● **DATA SHOWN**
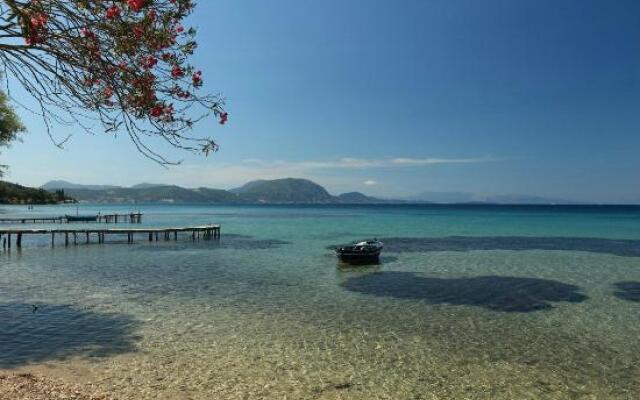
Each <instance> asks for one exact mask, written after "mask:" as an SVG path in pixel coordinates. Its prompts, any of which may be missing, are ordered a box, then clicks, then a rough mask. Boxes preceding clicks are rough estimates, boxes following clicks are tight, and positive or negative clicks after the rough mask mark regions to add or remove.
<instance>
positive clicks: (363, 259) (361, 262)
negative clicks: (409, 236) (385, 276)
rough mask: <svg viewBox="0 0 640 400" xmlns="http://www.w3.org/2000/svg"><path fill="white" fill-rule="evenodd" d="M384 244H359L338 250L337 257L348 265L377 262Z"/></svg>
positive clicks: (367, 243)
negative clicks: (346, 263)
mask: <svg viewBox="0 0 640 400" xmlns="http://www.w3.org/2000/svg"><path fill="white" fill-rule="evenodd" d="M383 247H384V244H383V243H382V242H381V241H379V240H377V239H374V240H367V241H363V242H358V243H355V244H353V245H350V246H343V247H338V248H336V255H337V256H338V258H340V260H342V261H344V262H347V263H367V262H377V261H378V259H379V258H380V253H381V252H382V248H383Z"/></svg>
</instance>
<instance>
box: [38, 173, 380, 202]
mask: <svg viewBox="0 0 640 400" xmlns="http://www.w3.org/2000/svg"><path fill="white" fill-rule="evenodd" d="M42 188H43V189H45V190H48V191H55V190H61V189H62V190H64V192H65V194H66V195H68V196H71V197H73V198H74V199H76V200H78V201H86V202H97V203H132V202H138V203H155V202H167V203H224V204H235V203H272V204H375V203H387V202H389V201H388V200H383V199H377V198H374V197H369V196H366V195H364V194H362V193H359V192H350V193H344V194H340V195H338V196H334V195H331V194H330V193H329V192H327V190H326V189H325V188H323V187H322V186H320V185H318V184H317V183H314V182H312V181H310V180H307V179H295V178H285V179H275V180H257V181H252V182H249V183H247V184H245V185H244V186H242V187H239V188H236V189H231V190H223V189H211V188H205V187H200V188H195V189H189V188H184V187H181V186H176V185H163V184H152V183H141V184H138V185H134V186H131V187H120V186H111V185H80V184H76V183H71V182H66V181H59V180H56V181H50V182H47V183H45V184H44V185H42Z"/></svg>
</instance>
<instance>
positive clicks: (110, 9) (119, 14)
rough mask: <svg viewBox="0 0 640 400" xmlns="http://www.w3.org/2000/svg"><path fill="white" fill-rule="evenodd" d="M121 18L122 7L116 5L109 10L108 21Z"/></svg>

● **EXERCISE DIRECTIONS**
Every line of the listing is to be retyped exactly; pictures stay out.

● **RESULT OF THE EXERCISE**
Each <instance> asks for one exact mask, written after "mask:" as an SVG path in pixel coordinates. Its prompts, any of which may be missing, are ordered a box, then clicks, then a rough mask. Boxes preceding clicks are rough estimates, boxes following clicks are tight, and positive or negative clicks after the rough mask mark regions to add or remove.
<instance>
positive clicks: (363, 259) (361, 262)
negative clicks: (409, 236) (385, 276)
rough mask: <svg viewBox="0 0 640 400" xmlns="http://www.w3.org/2000/svg"><path fill="white" fill-rule="evenodd" d="M384 244H359L338 250L337 257L348 265L377 262Z"/></svg>
positive clicks: (367, 243)
negative clicks: (346, 263)
mask: <svg viewBox="0 0 640 400" xmlns="http://www.w3.org/2000/svg"><path fill="white" fill-rule="evenodd" d="M383 247H384V244H383V243H382V242H381V241H379V240H377V239H374V240H367V241H363V242H358V243H355V244H353V245H350V246H343V247H338V248H336V255H337V256H338V258H340V260H342V261H344V262H347V263H367V262H377V261H378V259H379V258H380V253H381V252H382V248H383Z"/></svg>
</instance>
<instance>
box: [38, 173, 380, 202]
mask: <svg viewBox="0 0 640 400" xmlns="http://www.w3.org/2000/svg"><path fill="white" fill-rule="evenodd" d="M42 188H43V189H45V190H48V191H55V190H61V189H62V190H64V192H65V194H66V195H68V196H71V197H73V198H74V199H76V200H78V201H86V202H97V203H132V202H138V203H155V202H167V203H224V204H235V203H272V204H375V203H387V202H389V201H388V200H383V199H377V198H374V197H369V196H366V195H364V194H362V193H359V192H350V193H344V194H340V195H338V196H334V195H331V194H330V193H329V192H327V190H326V189H325V188H323V187H322V186H320V185H318V184H317V183H314V182H312V181H310V180H307V179H295V178H285V179H275V180H257V181H252V182H249V183H247V184H245V185H244V186H242V187H239V188H236V189H231V190H223V189H211V188H205V187H200V188H195V189H189V188H184V187H181V186H176V185H163V184H152V183H141V184H138V185H134V186H131V187H120V186H111V185H80V184H76V183H71V182H66V181H59V180H56V181H50V182H47V183H45V184H44V185H42Z"/></svg>
</instance>
<instance>
positive clicks: (110, 9) (119, 14)
rough mask: <svg viewBox="0 0 640 400" xmlns="http://www.w3.org/2000/svg"><path fill="white" fill-rule="evenodd" d="M121 18L122 7L116 5L109 10L108 21Z"/></svg>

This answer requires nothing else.